## Written request
Recast every line of the records below as a JSON list of strings, one string per line, with blank lines omitted. Leave the pictures out of the answer.

[Excerpts from point annotation data]
══════════
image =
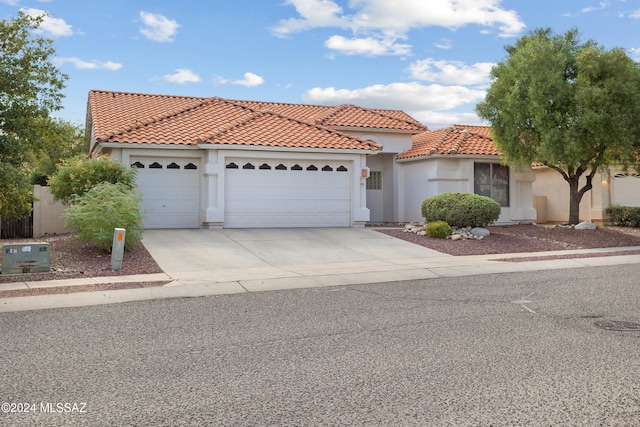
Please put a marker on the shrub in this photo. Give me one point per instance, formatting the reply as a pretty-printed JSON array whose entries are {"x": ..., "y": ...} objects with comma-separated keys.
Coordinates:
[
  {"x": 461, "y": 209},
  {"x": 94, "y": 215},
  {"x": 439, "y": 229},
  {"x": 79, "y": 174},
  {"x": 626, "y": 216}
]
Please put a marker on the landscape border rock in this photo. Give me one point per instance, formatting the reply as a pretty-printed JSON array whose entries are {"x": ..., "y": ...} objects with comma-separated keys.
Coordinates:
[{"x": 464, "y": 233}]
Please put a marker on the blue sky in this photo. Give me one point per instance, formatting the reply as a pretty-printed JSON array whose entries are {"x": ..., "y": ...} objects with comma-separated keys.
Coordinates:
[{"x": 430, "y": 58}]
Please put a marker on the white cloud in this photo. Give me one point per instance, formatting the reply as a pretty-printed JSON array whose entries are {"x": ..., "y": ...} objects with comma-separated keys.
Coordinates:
══════════
## Task output
[
  "image =",
  "Please put a marker on the shrub in this photo. Give me one point per instance, formatting the reply as a pretty-printed JSON array whose entries are {\"x\": ..., \"y\": ...} objects with comma-separated keys.",
  "Coordinates:",
  "[",
  "  {\"x\": 461, \"y\": 209},",
  "  {\"x\": 94, \"y\": 215},",
  "  {\"x\": 439, \"y\": 229},",
  "  {\"x\": 79, \"y\": 174},",
  "  {\"x\": 626, \"y\": 216}",
  "]",
  "Please put a marker on the landscape border rock in this photo. Give me one point per instance, formatting the reply as a pretty-printed JSON array whose entries are {\"x\": ..., \"y\": ...} objects with comma-separated keys.",
  "Coordinates:",
  "[{\"x\": 464, \"y\": 233}]",
  "Please put a marker on the blue sky in this photo. Give me one point per instance, formatting the reply as a pretty-printed JSON array whose entries are {\"x\": ..., \"y\": ...} objects with comma-separated keys.",
  "Coordinates:",
  "[{\"x\": 430, \"y\": 58}]",
  "Please put a marker on the white cloud in this photo. Give me one point per instance, formatting the reply as a pretty-printed JSON array whose entries are {\"x\": ..., \"y\": ...} objects with comma-separated keys.",
  "Coordinates:"
]